* _TAREA_
Resume en menos palabras el párrafo que comienza con «Es fácil culpar» del texto sobre las tentaciones de la persona consagrada, sin perder sus datos principales.

* _EXTRACTO DE PÁGINA_
-.-.-

Siete son las
tentaciones de toda persona consagrada: las enumeró el Papa Francisco en un
breve pero emotivo encuentro con los religiosos y sacerdotes católicos de
Egipto, poco antes de partir de vuelta a Roma. Son estas:
1.
La tentación de dejarse arrastrar y no guiar.
El Buen Pastor tiene
el deber de guiar a su grey (cf. Jn 10,3-4), de conducirla hacia verdes
prados y a las fuentes de agua (cf. Sal 23). No puede dejarse arrastrar
por la desilusión y el pesimismo: «Pero, ¿qué puedo hacer yo?».
Está siempre lleno de
iniciativas y creatividad, como una fuente que sigue brotando incluso
cuando está seca. Sabe dar siempre una caricia de consuelo, aun cuando su
corazón está roto. Saber ser padre cuando los hijos lo tratan con
gratitud, pero sobre todo cuando no son agradecidos (cf. Lc 15,11-32).
Nuestra fidelidad al Señor no puede depender nunca de la gratitud humana: «Tu
Padre, que ve en lo secreto, te recompensará» (Mt 6,4.6.18).
2.
La tentación de quejarse continuamente.
Es fácil culpar
siempre a los demás: por las carencias de los superiores, las condiciones
eclesiásticas o sociales, por las pocas posibilidades. Sin embargo, el
consagrado es aquel que con la unción del Espíritu transforma cada obstáculo
en una oportunidad, y no cada dificultad en una excusa.

-.-.-

* _DATOS DISPONIBLES_
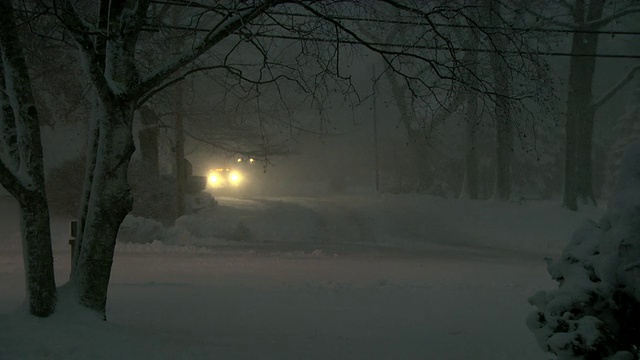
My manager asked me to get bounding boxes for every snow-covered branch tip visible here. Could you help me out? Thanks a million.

-.-.-

* _RESPUESTA_
Es fácil culpar a otros de las carencias de los superiores, de las condiciones eclesiásticas o sociales y de las pocas posibilidades. Pero el consagrado, con la unción del Espíritu, convierte cada obstáculo en una oportunidad y no hace de cada dificultad una excusa.